*** Opening Input for this task ***
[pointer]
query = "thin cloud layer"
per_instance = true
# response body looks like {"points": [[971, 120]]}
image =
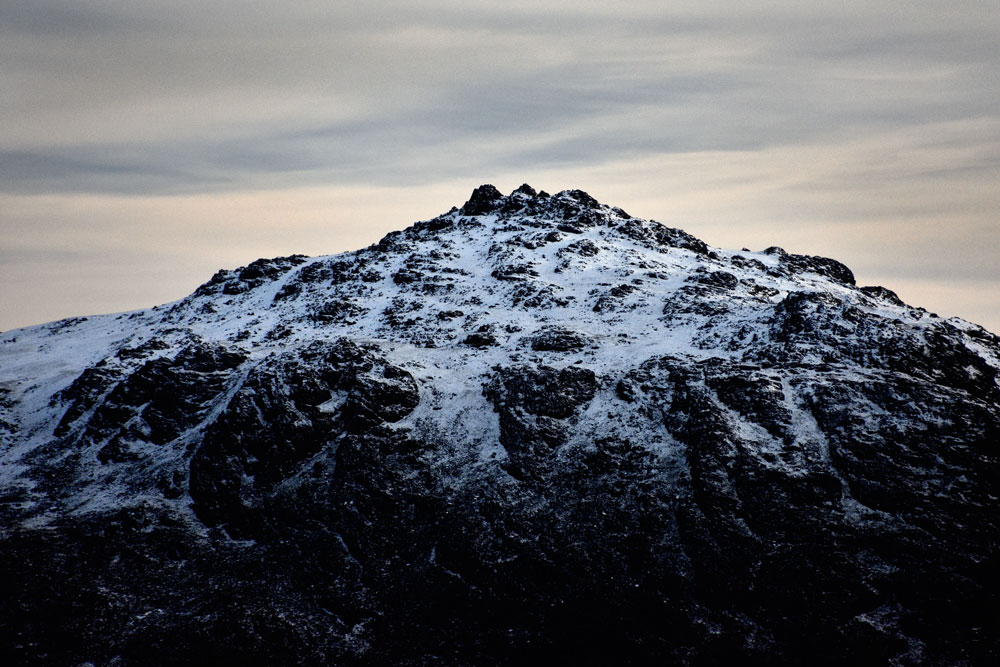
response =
{"points": [[885, 112]]}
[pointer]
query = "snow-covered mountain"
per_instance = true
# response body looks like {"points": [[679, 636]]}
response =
{"points": [[532, 427]]}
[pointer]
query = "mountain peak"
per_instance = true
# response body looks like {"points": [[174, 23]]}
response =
{"points": [[538, 420]]}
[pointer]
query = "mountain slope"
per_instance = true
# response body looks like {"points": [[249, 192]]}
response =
{"points": [[533, 426]]}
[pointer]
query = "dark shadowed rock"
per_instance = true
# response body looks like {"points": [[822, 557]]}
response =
{"points": [[534, 430]]}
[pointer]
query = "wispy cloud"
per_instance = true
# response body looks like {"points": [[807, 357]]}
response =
{"points": [[883, 112]]}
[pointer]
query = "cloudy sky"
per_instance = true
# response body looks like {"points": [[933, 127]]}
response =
{"points": [[146, 143]]}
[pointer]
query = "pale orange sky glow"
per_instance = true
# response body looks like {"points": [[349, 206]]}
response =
{"points": [[145, 146]]}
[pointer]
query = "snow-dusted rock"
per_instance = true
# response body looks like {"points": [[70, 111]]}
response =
{"points": [[532, 427]]}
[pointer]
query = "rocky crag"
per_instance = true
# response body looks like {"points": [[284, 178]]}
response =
{"points": [[532, 428]]}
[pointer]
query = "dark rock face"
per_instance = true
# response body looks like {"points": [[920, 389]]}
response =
{"points": [[554, 433]]}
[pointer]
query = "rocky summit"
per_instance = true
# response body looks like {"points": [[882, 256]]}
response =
{"points": [[534, 428]]}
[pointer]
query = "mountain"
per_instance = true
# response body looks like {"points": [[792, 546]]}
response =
{"points": [[532, 428]]}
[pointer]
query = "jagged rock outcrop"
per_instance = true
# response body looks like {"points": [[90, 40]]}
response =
{"points": [[532, 428]]}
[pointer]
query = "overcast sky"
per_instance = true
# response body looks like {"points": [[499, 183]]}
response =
{"points": [[145, 144]]}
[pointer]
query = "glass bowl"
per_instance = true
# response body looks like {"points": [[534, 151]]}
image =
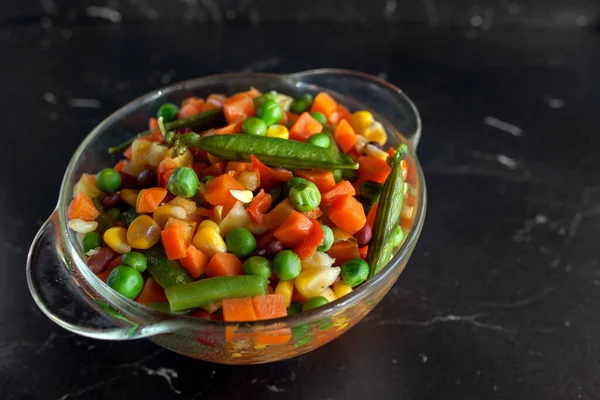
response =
{"points": [[67, 291]]}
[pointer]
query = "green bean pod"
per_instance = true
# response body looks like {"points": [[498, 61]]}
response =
{"points": [[204, 291], [388, 215], [271, 151], [199, 122]]}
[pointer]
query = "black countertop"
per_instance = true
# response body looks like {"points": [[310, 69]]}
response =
{"points": [[499, 298]]}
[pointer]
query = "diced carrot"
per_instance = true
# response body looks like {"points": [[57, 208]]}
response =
{"points": [[372, 169], [371, 216], [173, 239], [239, 310], [278, 214], [269, 177], [348, 214], [304, 127], [345, 136], [324, 103], [343, 188], [324, 180], [343, 251], [218, 191], [294, 229], [224, 264], [82, 207], [259, 206], [149, 199], [309, 245], [238, 106], [151, 292], [363, 252], [195, 261]]}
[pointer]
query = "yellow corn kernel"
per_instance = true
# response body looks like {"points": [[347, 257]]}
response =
{"points": [[376, 152], [328, 294], [129, 196], [360, 120], [188, 227], [209, 241], [116, 239], [341, 289], [162, 213], [312, 281], [376, 133], [286, 288], [87, 185], [188, 205], [143, 233], [279, 131]]}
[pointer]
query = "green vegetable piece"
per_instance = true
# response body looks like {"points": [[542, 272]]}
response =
{"points": [[183, 182], [114, 213], [205, 291], [240, 241], [258, 266], [254, 126], [168, 112], [91, 241], [295, 308], [319, 116], [165, 272], [108, 180], [327, 240], [135, 260], [320, 139], [269, 112], [388, 214], [354, 272], [305, 196], [286, 265], [126, 281], [200, 122], [314, 302], [272, 151], [302, 103]]}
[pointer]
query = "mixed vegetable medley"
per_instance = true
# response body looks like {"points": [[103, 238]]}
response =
{"points": [[251, 207]]}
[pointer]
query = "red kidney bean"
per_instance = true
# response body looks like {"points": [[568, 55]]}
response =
{"points": [[99, 261], [363, 237], [111, 200]]}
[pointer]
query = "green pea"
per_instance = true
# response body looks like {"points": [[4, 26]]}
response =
{"points": [[305, 196], [126, 281], [168, 112], [398, 237], [355, 271], [114, 212], [319, 116], [295, 308], [301, 103], [320, 139], [108, 180], [135, 260], [327, 240], [286, 265], [314, 302], [269, 112], [254, 126], [240, 241], [258, 266], [294, 181], [91, 241], [183, 182]]}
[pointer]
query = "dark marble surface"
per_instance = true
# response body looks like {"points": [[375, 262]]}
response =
{"points": [[499, 300]]}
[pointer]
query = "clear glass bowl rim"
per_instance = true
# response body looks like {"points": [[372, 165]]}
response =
{"points": [[144, 313]]}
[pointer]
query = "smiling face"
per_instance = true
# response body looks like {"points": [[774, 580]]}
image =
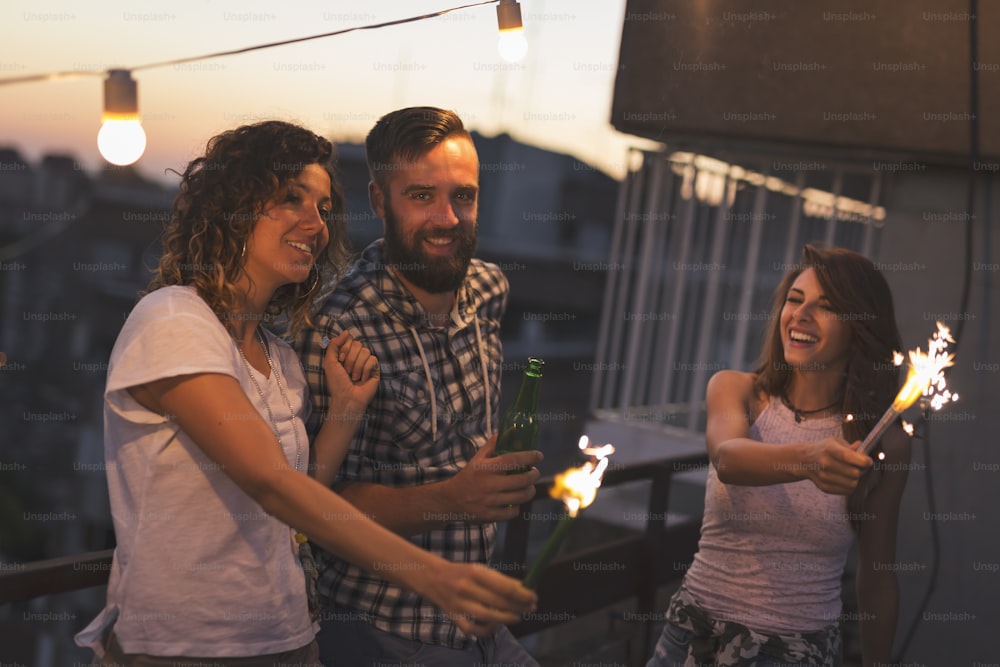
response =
{"points": [[291, 232], [429, 207], [814, 337]]}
*** Closing Input for this task ***
What the exercise asks
Anywhere the listing shows the word "rocky", copy the full line.

Exercise result
query = "rocky crag"
query = "rocky summit"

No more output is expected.